* [PROBLEM TO SOLVE] Express the entries below as a two-column CSV headed text and points. Each row should pair one line of text with all the points that follow it, with both values in double-quoted fields and any line breaks replaced by spaces, and the pictures left out.
++++ RECORDS SHOWN
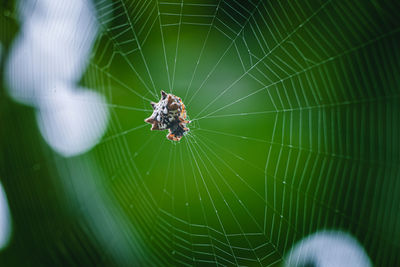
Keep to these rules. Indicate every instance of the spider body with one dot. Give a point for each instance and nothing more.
(169, 113)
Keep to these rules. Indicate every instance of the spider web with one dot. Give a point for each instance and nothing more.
(295, 125)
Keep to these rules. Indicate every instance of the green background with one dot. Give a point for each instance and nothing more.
(295, 128)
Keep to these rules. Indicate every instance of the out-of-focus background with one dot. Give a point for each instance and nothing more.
(295, 130)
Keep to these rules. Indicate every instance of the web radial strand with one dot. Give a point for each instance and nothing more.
(294, 110)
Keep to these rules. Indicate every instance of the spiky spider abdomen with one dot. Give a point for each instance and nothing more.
(169, 113)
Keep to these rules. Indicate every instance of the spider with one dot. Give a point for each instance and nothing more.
(169, 113)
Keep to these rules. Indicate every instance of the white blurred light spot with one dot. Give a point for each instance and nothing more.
(73, 121)
(328, 249)
(46, 62)
(5, 220)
++++++++
* [THE SOLUTION]
text,points
"Keep to these rules. Indicate every instance of the spider body with one dot. Give a point for each instance and nothing more.","(169, 113)"
"Keep to these rules. Indicate every instance of the spider web with one dot. Give a point for each instance and nothing more.","(295, 125)"
"Keep to these rules. Indicate every instance of the green background with one dot. Give a point for each instance and nothing more.","(295, 128)"
"Keep to these rules. Indicate every instance of the out-of-focus background with one dot. Give a point for each instance and nothing more.","(295, 130)"
"Keep to these rules. Indicate every instance of the web radial strand with one dot. Give a point for each instance and nothing more.","(294, 110)"
"Keep to these rules. Indicate every instance of the spiky spider abdomen with one dot. Give a point for each instance and nothing more.","(169, 113)"
"Keep to these rules. Indicate every instance of the spider with one dot. Give a point for each instance and nothing more.","(169, 113)"
"Keep to these rules. Indicate every instance of the white blurred light spot with one dot. Give a point for each instance and nothing more.","(73, 121) (328, 249) (46, 62) (5, 220)"